-------- Reading passage --------
The Revd George Christopher Stead (April 9, 1913 – May 28, 2008) was British patristic scholar and Church of England clergyman who was the last Ely Professor of Divinity at the University of Cambridge. He is best known for his work on the philosophy of the Church Fathers.  He studied under G.E. Moore and Ludwig Wittgenstein while an undergraduate at Cambridge.  His academic career was combined with ministry as a college chaplain and then residentiary Canon of the Ely Cathedral; he also served briefly as Curate of St. John's, Newcastle upon Tyne in 1939.

Field of research

Stead was particularly interested in the application of the Aristotelian concept of substance (ousia) to Christian theology and in the use of the term 'homoousios', initially in a context deemed heretical (in the teaching of Paul of Samosata) by the Council of Antioch (AD 268), subsequently more authoritatively by the Council of Nicaea (AD 325), which in turn gave rise to over half a century of heated discussion. His 1977 book Divine Substance is widely cited among patristic scholars. Stead's interest (taking in en route Marius Victorinus and Gregory of Nyssa) extended to Augustine and John Philoponus' use of the concept.
-------- Recorded information --------
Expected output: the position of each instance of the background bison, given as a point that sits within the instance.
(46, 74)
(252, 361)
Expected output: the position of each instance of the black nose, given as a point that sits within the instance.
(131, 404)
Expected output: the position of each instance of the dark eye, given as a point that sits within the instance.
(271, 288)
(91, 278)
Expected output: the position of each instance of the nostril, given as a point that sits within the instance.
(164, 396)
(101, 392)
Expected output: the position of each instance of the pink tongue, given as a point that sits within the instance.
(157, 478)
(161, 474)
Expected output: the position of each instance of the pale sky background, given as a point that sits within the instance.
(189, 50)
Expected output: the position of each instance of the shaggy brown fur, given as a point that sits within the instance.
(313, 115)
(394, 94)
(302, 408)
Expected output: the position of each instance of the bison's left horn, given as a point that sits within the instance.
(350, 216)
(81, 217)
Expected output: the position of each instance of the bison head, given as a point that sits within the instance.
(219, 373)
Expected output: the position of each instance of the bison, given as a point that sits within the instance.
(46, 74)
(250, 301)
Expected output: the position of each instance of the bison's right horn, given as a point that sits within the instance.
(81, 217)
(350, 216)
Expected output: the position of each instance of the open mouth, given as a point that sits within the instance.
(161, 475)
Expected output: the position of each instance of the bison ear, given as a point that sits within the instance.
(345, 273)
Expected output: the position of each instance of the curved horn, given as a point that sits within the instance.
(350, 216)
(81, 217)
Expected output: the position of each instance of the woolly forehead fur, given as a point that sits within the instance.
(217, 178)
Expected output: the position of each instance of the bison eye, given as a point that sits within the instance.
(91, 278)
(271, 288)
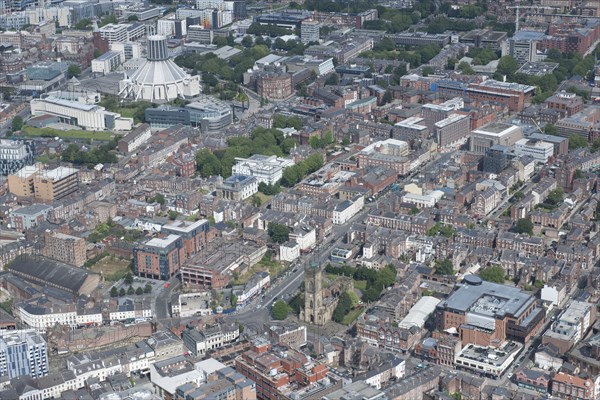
--------
Task set:
**a.** According to the passage on George Christopher Stead, which 1977 book of his is widely cited among patristic scholars?
**b.** Decide whether each statement agrees with the passage on George Christopher Stead, answering yes or no and quoting the deciding words: (i) Stead studied under Ludwig Wittgenstein as an undergraduate. (ii) The Council of Nicaea was the first body to deem a use of 'homoousios' heretical. (iii) Stead served as Curate of St. John's, Newcastle upon Tyne in 1939.
**c.** Write a continuation of the passage on George Christopher Stead, starting after its last sentence.

Answers in order:
**a.** Divine Substance

**b.**
(i) Yes: "He studied under G.E. Moore and Ludwig Wittgenstein while an undergraduate at Cambridge."
(ii) No: "initially in a context deemed heretical (in the teaching of Paul of Samosata) by the Council of Antioch (AD 268)"
(iii) Yes: "he also served briefly as Curate of St. John's, Newcastle upon Tyne in 1939"

**c.**
Stead made numerous contributions to better understanding of the teaching of Arius, the Alexandrian theologian in opposition to whose teaching the Council of Nicaea adopted the term 'homoousios'. He also wrote on Athanasius, Gregory of Nyssa, and Valentinian Gnosticism, as well as on general philosophical issues such as the freedom of the will and concept of mind in the Church Fathers. See the two volumes of his collected papers which are listed below.

Academic career

Marlborough College, graduated 1933
King's College, Cambridge, B.A., 1935
New College, Oxford, ?
Cuddesdon College, Ordained Deacon 1938, Priest 1941
King's College, Cambridge, Lecturer in Divinity, 1938–1949
Eton College, Assistant Master, 1940–1944
Keble College, Oxford, Fellow and Chaplain, 1949–1971
University of Cambridge, Ely Professor of Divinity, 1971–1980
University of Cambridge, D.Litt., 1978
Elected Fellow of the British Academy, 1980

Works

 Divine Substance (), 1977
 Substance and Illusion in the Christian Fathers (), 1985 (collected papers)
 Philosophie und Theologie I: Die Zeit der Alten Kirche (Theologische Wissenschaft) (), 1990
 Philosophy in Christian Antiquity (), 1996
 Doctrine and Philosophy in Early Christianity (), 2000 (collected papers)
 "Kategorienlehre", Reallexikon fûr Antike und Christentum, Band XX, Stuttgart, 2004.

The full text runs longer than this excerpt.